Pozycje danych:

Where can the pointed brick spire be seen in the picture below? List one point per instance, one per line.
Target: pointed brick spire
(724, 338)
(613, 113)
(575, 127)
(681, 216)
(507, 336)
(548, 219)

Cel ćwiczenia
Przepisz dosłownie wszystkie wiersze rekordów, bez żadnych zmian.

Wynik ćwiczenia
Where can the pointed brick spire be seen in the picture below? List one point per instance, one per line.
Target: pointed brick spire
(724, 338)
(613, 113)
(575, 127)
(681, 216)
(507, 336)
(548, 219)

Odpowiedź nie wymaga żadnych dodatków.